→ Aufgabenliste:
- 1) Nenne alle finiten Verbformen im Konjunktiv, die im Auszug zur finanziellen Kernschmelze vorkommen.
- 2) Führe den Auszug zur finanziellen Kernschmelze im Anschluss an seinen letzten Satz weiter.

Kommt die globale finanzielle Kernschmelze?
Michael Snyder
Derivate seien »finanzielle Massenvernichtungswaffen«, erklärte Warren Buffett einst. Es sei unvermeidbar, dass sie früher oder später anfangen würden, unser Finanzsystem zu verwüsten. Momentan mag es so aussehen, als herrsche an der Wall Street halbwegs Ruhe. Aber in Wahrheit brodelt es ganz kräftig unter der Oberfläche. Da kocht gewaltiger Ärger hoch.

Wie ich Ihnen zeigen werde, ist Mitte September etwas geschehen – dieses etwas machte es nötig, dass das amerikanische Finanzministerium in einer beispiellosen Aktion 405 Mrd. Dollar in den Repo-Markt pumpen musste.

→ Auflistung:

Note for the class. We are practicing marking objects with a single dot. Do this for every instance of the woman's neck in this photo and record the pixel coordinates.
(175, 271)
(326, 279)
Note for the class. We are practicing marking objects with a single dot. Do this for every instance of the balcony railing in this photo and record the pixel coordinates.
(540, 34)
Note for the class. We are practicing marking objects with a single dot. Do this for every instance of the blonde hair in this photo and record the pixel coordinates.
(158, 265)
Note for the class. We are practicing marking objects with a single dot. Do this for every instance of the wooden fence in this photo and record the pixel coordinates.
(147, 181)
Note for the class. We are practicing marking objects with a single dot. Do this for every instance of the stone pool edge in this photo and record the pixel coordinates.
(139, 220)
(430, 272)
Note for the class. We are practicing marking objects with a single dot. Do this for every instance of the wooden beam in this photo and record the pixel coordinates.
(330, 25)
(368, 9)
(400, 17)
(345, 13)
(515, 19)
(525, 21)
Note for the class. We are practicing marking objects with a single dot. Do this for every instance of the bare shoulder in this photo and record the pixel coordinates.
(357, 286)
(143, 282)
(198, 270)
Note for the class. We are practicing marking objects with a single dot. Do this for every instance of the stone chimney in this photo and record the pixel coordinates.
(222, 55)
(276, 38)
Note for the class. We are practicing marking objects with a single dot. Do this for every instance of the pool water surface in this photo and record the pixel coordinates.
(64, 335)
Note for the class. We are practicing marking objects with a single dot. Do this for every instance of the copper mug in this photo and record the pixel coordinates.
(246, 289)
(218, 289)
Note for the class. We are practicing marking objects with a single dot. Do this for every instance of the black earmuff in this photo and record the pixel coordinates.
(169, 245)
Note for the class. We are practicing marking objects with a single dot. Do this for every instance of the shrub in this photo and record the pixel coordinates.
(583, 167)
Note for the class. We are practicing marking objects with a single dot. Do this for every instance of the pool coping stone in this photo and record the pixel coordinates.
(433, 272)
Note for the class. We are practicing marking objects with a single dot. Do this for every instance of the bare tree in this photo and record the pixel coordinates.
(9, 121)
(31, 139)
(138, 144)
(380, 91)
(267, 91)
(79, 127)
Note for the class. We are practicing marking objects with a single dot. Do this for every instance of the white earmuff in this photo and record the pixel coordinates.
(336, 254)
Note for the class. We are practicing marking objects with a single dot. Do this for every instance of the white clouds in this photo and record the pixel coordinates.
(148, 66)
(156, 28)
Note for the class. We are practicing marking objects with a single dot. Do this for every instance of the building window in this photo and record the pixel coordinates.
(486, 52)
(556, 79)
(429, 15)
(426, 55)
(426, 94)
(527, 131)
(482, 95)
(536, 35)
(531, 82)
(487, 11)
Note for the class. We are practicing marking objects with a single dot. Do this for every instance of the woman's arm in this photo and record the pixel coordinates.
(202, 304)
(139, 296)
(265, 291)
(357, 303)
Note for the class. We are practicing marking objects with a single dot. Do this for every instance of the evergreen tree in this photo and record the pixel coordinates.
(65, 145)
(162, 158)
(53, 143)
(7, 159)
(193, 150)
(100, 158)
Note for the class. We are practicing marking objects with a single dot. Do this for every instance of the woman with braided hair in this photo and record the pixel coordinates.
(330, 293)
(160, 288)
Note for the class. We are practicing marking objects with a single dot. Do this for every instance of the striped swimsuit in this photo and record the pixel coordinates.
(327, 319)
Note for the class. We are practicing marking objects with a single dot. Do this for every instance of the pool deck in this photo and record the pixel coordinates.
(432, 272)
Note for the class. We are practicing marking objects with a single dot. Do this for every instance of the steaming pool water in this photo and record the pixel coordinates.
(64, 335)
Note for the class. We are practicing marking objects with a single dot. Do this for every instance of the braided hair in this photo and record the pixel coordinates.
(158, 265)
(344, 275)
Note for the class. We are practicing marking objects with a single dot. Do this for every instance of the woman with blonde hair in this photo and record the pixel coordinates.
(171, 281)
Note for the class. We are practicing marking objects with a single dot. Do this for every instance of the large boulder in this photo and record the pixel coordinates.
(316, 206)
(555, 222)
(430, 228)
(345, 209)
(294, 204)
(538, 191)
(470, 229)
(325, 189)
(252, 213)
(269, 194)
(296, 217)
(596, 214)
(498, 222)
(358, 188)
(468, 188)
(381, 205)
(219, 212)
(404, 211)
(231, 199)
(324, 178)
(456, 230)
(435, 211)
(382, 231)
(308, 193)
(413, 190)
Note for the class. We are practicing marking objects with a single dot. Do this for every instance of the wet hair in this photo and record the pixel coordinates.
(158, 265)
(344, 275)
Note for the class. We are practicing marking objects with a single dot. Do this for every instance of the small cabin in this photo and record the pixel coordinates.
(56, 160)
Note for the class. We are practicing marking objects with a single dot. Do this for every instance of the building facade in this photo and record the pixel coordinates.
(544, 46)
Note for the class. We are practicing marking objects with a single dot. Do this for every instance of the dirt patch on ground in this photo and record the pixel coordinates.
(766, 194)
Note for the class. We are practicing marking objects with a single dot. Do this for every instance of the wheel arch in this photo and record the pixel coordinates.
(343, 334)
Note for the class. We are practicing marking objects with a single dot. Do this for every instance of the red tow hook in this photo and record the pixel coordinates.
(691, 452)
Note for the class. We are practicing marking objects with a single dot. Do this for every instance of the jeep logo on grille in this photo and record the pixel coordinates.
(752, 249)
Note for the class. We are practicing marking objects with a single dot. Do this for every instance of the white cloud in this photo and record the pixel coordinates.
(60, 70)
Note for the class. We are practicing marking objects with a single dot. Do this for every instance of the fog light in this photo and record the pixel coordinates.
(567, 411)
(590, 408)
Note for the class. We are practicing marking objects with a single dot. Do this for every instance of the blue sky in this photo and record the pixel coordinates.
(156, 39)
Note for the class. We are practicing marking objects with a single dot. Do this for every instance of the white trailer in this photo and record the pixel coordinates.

→ Lösungen:
- 1) seien, sei, würden, herrsche

- 2)
Ich weiß, das klingt ziemlich kompliziert, deshalb will ich versuchen, es möglichst einfach zu erklären. Offenbar sind einige sehr große Finanzhäuser in ziemliche Schwierigkeiten geraten, weil sie sich mit all ihren unbesonnenen Wetten verhoben haben. Wieder und wieder habe ich gewarnt, dass so etwas passieren könnte.
So oft habe ich darüber geschrieben, dass meine regelmäßigen Leser es vermutlich nicht mehr hören können. Aber es ändert nichts daran, dass es Derivate sein werden, die unser Finanzsystem auf die Knie zwingen.
Viele regen sich immer auf, wenn ich den Derivatehandel mit Glücksspiel gleichsetze. Vielleicht wäre es zutreffender, die meisten Derivate als eine Form von Versicherung zu beschreiben.
Die großen Finanzinstitute beteuern, den Großteil der Risiken, die diese Kontrakte mit sich bringen, an Dritte weitergereicht zu haben. Es bestehe überhaupt kein Grund, sich Sorgen zu machen, beteuern sie.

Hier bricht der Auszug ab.